[TO DO]:
Set down, word for word, the lines of the records below, starting with the line that contains "Where can the asphalt" and continuing through the line that contains "<point>327,355</point>", with both of those lines included.

Dataset items
═══
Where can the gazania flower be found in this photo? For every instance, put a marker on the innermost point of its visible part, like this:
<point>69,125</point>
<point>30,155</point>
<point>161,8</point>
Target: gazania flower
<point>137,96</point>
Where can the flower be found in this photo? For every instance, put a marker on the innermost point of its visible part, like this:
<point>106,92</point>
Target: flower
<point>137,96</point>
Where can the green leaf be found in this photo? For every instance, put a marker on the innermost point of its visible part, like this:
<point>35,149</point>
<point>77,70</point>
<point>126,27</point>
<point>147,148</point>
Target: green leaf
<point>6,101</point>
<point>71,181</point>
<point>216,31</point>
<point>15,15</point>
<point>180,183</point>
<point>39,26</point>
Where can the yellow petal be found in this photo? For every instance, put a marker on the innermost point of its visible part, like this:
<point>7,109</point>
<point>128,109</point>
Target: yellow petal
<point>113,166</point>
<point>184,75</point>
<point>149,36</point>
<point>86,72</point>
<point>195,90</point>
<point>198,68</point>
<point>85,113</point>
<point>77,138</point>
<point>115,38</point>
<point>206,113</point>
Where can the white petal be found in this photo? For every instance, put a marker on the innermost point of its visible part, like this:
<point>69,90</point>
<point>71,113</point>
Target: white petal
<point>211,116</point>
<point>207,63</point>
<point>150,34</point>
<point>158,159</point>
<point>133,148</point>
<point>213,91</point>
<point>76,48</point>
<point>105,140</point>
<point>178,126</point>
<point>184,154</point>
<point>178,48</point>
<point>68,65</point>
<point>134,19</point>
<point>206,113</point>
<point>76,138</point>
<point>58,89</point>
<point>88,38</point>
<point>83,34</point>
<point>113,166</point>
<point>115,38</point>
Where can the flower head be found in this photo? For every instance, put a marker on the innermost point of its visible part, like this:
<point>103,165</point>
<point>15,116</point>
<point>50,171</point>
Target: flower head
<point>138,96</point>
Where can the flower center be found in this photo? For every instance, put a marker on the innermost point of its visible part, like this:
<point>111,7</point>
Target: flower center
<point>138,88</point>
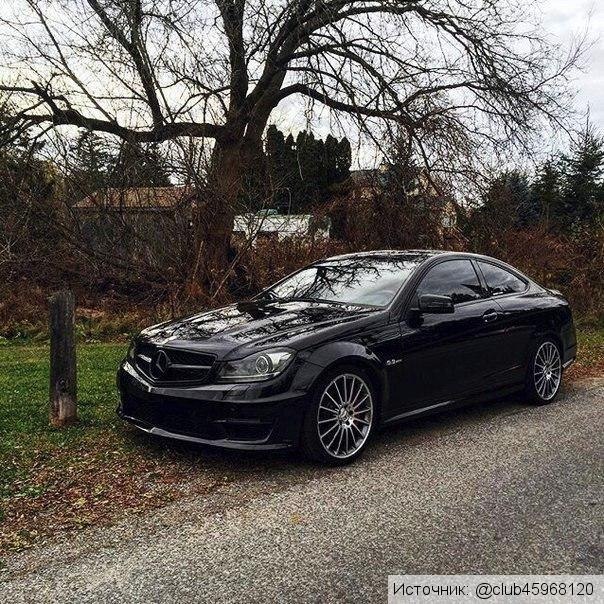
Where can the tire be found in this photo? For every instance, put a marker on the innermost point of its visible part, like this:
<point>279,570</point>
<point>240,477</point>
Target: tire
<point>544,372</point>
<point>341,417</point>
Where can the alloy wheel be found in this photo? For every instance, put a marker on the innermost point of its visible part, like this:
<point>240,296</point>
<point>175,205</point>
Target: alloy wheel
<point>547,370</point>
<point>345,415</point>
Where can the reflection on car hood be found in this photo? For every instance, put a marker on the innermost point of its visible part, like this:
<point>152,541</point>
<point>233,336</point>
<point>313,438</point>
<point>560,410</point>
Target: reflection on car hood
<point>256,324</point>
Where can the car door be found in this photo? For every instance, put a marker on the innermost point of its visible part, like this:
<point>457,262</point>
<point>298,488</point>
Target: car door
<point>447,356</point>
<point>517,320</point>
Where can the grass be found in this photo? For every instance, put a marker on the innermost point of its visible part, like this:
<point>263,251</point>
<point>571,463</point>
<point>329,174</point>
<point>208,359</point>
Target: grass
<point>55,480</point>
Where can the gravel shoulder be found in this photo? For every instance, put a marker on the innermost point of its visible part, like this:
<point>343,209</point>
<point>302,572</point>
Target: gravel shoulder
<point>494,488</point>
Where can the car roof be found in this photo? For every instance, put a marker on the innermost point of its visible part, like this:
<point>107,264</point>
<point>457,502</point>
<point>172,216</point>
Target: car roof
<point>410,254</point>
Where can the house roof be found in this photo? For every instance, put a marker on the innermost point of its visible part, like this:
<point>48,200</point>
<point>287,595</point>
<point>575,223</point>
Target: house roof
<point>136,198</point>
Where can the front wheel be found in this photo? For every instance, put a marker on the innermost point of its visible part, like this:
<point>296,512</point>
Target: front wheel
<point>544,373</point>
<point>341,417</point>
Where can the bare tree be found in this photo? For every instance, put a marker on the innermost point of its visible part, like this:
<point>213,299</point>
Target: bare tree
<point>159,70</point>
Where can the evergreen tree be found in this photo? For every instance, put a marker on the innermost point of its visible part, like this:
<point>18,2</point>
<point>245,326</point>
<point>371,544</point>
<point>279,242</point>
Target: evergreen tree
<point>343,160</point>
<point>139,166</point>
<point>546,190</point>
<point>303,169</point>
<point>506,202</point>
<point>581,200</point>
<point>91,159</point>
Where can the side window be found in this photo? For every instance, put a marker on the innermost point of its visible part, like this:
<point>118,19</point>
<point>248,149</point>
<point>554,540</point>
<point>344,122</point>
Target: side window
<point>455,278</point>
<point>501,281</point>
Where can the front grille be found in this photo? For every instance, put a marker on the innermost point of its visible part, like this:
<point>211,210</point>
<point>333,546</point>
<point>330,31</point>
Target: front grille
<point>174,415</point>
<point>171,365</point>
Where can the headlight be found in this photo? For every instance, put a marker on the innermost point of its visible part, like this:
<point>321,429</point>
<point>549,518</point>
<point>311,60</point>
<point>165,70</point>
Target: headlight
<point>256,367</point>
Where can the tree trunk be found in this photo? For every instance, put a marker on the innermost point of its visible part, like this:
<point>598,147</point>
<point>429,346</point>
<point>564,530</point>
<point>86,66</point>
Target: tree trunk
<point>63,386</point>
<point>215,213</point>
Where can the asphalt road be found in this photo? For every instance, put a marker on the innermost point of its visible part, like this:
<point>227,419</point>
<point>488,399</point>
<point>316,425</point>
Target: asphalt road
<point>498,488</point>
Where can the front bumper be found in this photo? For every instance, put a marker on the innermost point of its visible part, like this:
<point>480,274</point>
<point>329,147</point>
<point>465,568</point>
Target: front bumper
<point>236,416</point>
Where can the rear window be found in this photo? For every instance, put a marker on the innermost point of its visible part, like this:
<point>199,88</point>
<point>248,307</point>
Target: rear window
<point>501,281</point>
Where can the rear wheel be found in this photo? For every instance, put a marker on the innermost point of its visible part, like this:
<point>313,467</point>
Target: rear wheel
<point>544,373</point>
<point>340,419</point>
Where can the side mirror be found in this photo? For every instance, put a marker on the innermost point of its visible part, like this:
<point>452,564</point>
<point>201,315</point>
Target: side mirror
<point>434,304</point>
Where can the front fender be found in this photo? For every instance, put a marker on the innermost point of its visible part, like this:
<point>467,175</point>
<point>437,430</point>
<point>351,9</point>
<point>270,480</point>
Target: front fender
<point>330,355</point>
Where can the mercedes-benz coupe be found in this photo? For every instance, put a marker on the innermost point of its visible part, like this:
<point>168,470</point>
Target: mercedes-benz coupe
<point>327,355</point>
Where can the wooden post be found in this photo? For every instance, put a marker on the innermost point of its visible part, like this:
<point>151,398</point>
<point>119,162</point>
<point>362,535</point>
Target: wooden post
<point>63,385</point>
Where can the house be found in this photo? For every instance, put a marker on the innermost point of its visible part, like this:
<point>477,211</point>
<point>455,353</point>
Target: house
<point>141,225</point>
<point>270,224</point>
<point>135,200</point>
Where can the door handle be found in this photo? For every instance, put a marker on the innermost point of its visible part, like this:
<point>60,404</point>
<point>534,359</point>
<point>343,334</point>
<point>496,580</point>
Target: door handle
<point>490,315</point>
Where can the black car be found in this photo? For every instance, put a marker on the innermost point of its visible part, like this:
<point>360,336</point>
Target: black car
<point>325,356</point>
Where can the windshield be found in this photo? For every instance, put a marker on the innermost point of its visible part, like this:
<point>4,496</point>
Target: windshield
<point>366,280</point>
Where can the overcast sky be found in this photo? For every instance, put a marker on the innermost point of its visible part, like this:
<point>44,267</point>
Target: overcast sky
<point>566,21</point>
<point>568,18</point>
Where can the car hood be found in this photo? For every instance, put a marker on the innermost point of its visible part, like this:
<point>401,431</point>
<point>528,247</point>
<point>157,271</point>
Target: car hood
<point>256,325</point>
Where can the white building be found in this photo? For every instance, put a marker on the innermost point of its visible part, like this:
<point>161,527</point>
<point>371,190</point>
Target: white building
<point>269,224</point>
═══
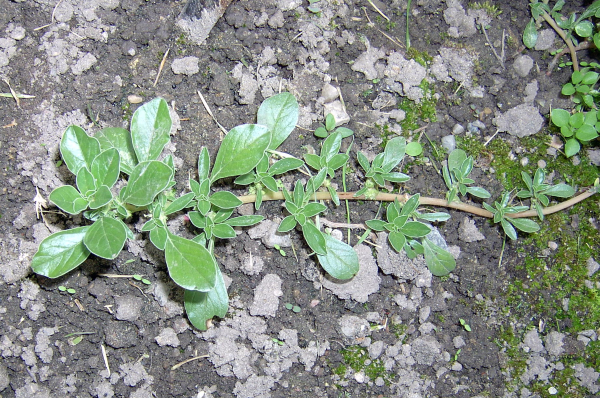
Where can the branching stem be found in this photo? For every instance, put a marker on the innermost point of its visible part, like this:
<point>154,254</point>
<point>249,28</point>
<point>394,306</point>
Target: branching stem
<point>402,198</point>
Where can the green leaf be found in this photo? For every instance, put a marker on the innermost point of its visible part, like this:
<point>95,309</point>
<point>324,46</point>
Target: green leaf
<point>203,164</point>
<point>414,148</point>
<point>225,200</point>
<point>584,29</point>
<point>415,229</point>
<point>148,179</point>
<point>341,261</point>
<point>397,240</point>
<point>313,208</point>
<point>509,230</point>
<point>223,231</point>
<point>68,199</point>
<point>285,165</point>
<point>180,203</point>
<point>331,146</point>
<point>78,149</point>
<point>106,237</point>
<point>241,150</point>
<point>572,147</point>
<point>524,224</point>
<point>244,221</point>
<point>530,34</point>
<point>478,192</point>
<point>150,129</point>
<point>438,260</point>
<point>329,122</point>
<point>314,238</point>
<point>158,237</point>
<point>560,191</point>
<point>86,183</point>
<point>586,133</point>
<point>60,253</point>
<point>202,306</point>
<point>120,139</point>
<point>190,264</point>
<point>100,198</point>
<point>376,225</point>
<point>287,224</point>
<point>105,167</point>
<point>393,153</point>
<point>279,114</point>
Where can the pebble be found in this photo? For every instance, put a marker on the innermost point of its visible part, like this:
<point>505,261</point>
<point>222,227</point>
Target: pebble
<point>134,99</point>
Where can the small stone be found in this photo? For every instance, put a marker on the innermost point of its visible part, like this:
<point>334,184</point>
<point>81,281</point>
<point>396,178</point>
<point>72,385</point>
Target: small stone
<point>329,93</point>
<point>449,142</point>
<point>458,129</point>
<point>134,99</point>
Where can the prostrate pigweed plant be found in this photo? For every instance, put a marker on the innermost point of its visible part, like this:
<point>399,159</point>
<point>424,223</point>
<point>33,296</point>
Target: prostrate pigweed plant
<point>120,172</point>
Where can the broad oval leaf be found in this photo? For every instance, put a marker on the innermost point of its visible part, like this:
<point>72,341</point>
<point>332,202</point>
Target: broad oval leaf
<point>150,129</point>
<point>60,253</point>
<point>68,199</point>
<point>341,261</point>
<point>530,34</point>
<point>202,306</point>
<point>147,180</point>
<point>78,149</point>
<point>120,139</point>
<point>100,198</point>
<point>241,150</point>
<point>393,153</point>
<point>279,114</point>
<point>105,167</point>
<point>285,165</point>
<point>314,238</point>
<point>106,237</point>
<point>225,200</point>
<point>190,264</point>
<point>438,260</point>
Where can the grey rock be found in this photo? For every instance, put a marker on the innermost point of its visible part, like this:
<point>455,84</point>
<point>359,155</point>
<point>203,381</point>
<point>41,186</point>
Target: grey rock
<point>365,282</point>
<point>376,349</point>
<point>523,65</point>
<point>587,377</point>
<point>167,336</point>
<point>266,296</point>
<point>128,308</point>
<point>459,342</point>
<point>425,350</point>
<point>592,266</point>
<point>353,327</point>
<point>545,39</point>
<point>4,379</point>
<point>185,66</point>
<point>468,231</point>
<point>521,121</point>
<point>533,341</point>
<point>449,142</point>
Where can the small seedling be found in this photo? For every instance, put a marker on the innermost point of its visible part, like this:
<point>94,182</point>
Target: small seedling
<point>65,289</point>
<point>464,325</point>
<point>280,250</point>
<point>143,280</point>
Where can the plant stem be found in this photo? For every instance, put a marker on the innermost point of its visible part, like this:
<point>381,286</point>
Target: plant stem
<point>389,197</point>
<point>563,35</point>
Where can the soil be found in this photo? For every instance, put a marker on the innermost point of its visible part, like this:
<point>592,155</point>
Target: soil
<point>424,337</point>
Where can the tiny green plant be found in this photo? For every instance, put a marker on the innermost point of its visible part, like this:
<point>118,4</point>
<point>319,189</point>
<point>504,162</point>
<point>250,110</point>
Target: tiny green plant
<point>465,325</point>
═══
[FINISHED EXERCISE]:
Where can the asphalt road be found in this photo? For every instance, put a marker on the innermost point of its visible part, like this:
<point>227,419</point>
<point>488,399</point>
<point>316,425</point>
Target: asphalt road
<point>498,488</point>
Where can the front bumper be found in this photo? For every instance, put a marker on the innermost point of its visible part, like this:
<point>480,274</point>
<point>329,147</point>
<point>465,568</point>
Target: front bumper
<point>236,416</point>
Where can the rear window be found in this photo? For every instance, put a marker on the innermost point of its visible part, like this:
<point>199,88</point>
<point>248,307</point>
Target: rear window
<point>501,281</point>
Where can the rear wheel be found in this photo? For every instance, put a marker on the innermost point of its visible part, like this:
<point>313,467</point>
Target: rear wheel
<point>544,373</point>
<point>340,419</point>
Where can the side mirror be found in this photo? For every instance, put a marker on the innermost point of its visible part, like this:
<point>452,564</point>
<point>201,315</point>
Target: side mirror
<point>434,304</point>
Where can the front fender be found in this photo? For every instance, put a marker on the innermost point of its visible part, like this:
<point>467,175</point>
<point>437,430</point>
<point>351,9</point>
<point>270,480</point>
Target: front fender
<point>330,355</point>
Where can the mercedes-benz coupe be found in this photo? For every instance, put a marker on the innermost point of its visible part, like this:
<point>168,470</point>
Target: mercedes-benz coupe
<point>327,355</point>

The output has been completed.